Leave the pictures out, and repeat exactly every line from the one with "If you could spot the skyscraper" through the end of the data below.

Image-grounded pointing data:
= = =

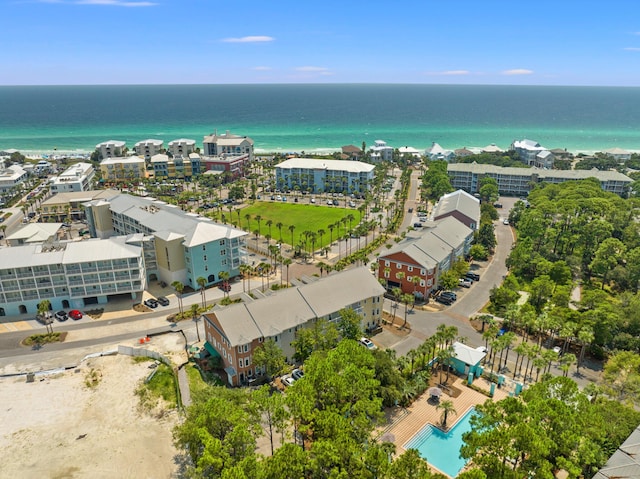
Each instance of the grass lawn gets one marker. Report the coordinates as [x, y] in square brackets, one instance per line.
[303, 217]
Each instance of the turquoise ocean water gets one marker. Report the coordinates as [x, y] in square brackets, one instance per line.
[318, 117]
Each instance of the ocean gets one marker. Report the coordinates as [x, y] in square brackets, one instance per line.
[314, 118]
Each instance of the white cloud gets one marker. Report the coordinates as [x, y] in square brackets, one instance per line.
[518, 71]
[249, 39]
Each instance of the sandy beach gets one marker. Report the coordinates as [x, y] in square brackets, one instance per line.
[59, 427]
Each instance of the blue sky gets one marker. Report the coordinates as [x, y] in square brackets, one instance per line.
[543, 42]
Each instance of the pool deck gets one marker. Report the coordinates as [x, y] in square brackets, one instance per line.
[404, 424]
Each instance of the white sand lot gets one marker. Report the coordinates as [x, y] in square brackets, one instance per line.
[60, 428]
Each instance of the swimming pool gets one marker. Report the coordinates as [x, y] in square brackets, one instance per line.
[442, 450]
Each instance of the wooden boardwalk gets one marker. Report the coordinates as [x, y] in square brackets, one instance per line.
[405, 423]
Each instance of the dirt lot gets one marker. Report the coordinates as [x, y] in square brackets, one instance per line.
[59, 427]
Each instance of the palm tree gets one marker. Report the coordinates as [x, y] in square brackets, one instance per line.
[269, 222]
[258, 218]
[195, 313]
[224, 276]
[43, 309]
[202, 282]
[447, 408]
[406, 299]
[286, 262]
[179, 287]
[292, 229]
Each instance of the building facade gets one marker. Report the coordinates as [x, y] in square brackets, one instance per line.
[520, 181]
[183, 246]
[111, 148]
[317, 176]
[532, 154]
[182, 147]
[123, 169]
[78, 177]
[69, 274]
[227, 144]
[414, 265]
[147, 148]
[237, 331]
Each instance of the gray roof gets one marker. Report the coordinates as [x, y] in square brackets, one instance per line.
[625, 462]
[460, 201]
[67, 252]
[467, 354]
[541, 172]
[334, 165]
[286, 309]
[435, 244]
[162, 218]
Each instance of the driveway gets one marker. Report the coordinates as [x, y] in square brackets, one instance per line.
[424, 324]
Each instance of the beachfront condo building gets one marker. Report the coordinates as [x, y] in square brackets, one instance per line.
[519, 181]
[72, 274]
[236, 166]
[532, 154]
[77, 177]
[123, 168]
[108, 149]
[235, 332]
[182, 147]
[317, 176]
[148, 148]
[183, 247]
[219, 145]
[380, 151]
[181, 167]
[11, 177]
[63, 206]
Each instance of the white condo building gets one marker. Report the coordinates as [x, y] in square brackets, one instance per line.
[314, 176]
[111, 148]
[182, 147]
[148, 148]
[69, 274]
[78, 177]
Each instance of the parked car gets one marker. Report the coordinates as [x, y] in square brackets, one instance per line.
[163, 301]
[367, 343]
[151, 303]
[288, 380]
[451, 294]
[446, 300]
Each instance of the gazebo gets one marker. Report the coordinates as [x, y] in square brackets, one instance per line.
[466, 359]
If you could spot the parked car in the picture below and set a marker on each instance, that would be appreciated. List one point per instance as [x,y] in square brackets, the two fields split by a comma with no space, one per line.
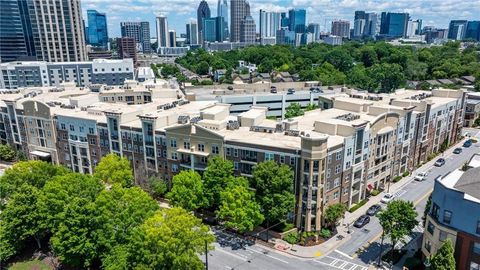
[422,176]
[440,162]
[362,221]
[457,150]
[387,198]
[373,209]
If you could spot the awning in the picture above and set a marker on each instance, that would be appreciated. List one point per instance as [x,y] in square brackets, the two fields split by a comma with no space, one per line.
[40,153]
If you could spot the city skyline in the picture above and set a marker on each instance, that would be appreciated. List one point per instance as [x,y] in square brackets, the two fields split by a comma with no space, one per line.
[323,12]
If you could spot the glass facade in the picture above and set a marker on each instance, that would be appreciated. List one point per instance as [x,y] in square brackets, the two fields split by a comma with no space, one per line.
[97,29]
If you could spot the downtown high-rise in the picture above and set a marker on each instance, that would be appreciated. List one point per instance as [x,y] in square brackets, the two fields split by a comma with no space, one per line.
[239,10]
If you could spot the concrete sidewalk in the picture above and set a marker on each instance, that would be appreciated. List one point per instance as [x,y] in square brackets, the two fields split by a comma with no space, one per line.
[343,235]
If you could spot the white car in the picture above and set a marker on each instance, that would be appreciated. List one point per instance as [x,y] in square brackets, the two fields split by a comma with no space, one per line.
[421,176]
[387,198]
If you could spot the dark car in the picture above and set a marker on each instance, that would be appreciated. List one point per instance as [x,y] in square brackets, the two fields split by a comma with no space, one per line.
[440,162]
[362,221]
[373,209]
[467,143]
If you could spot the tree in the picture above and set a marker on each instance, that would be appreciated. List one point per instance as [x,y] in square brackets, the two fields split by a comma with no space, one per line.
[34,173]
[187,191]
[239,209]
[118,212]
[398,220]
[216,177]
[333,213]
[6,152]
[20,221]
[113,169]
[444,258]
[170,239]
[293,110]
[273,185]
[157,187]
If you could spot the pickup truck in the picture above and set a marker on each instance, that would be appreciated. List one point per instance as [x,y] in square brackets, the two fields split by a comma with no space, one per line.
[421,176]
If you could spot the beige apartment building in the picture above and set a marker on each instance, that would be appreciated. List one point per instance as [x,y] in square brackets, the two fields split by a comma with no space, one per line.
[338,155]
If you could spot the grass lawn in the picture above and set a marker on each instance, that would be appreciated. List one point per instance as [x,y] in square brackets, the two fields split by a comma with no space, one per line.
[30,265]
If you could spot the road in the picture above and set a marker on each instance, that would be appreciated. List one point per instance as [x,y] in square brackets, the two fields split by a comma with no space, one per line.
[232,252]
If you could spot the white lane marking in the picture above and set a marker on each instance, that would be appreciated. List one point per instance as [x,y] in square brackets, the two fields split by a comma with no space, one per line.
[270,256]
[231,254]
[343,253]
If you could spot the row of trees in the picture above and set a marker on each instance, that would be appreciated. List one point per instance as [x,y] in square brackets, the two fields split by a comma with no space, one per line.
[371,66]
[232,198]
[91,221]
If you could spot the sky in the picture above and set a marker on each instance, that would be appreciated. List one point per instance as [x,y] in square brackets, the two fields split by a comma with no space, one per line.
[179,12]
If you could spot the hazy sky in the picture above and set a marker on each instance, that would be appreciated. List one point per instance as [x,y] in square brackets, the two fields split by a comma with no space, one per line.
[179,12]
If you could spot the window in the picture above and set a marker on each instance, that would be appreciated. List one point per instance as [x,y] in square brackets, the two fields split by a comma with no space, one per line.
[447,216]
[430,228]
[443,236]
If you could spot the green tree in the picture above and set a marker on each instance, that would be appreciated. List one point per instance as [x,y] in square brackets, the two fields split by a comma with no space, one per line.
[239,209]
[444,258]
[216,177]
[188,191]
[34,173]
[20,221]
[113,169]
[398,220]
[333,213]
[170,239]
[6,152]
[119,211]
[293,110]
[273,186]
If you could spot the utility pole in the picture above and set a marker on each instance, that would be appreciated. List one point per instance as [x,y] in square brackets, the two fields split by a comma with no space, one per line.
[206,255]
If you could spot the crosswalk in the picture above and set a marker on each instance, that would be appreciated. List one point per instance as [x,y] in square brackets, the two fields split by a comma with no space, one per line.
[339,263]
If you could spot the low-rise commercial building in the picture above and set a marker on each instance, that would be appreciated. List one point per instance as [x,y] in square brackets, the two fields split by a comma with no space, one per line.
[454,215]
[338,155]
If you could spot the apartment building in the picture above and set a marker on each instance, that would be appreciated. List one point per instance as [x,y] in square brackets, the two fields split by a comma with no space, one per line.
[38,73]
[455,198]
[338,155]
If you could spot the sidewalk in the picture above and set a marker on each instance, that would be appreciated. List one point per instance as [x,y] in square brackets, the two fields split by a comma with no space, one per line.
[343,236]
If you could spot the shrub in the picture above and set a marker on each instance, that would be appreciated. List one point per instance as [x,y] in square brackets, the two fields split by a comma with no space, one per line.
[358,205]
[291,238]
[326,233]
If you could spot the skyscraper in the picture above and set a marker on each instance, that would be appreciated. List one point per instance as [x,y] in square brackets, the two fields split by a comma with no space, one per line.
[203,12]
[162,32]
[222,11]
[140,32]
[341,28]
[473,30]
[314,28]
[239,9]
[456,29]
[297,20]
[192,33]
[97,29]
[270,22]
[248,30]
[59,37]
[394,24]
[12,39]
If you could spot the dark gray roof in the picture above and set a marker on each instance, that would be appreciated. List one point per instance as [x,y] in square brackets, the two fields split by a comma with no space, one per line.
[469,182]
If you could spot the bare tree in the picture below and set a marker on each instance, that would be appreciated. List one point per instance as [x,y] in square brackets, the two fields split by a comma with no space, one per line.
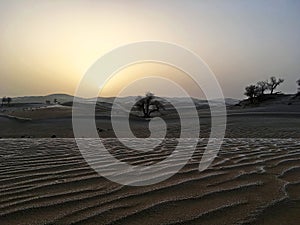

= = =

### Problem solution
If you could spot the skyscraper in the picture above and set a marker on each instance, that would be appreciated. List one point per instance as [x,y] in square brackets, the two fields split by a comma with no space, one per line.
[203,12]
[162,32]
[222,11]
[140,32]
[341,28]
[473,30]
[314,28]
[239,9]
[456,29]
[297,20]
[192,33]
[97,29]
[270,22]
[248,30]
[59,37]
[394,24]
[12,39]
If you could spot the dark gray roof in the picture above and set a marker on each instance, that would be appreciated. List one point per instance as [x,y] in square brackets, the two fields split by a comma with no space, one per line.
[469,182]
If you could spot the bare tree in the picture below and set a marker on each instance, that would be appreciated. List one point per instance as [x,y] in square brackets, the two fields split by a comma with no space, one per line.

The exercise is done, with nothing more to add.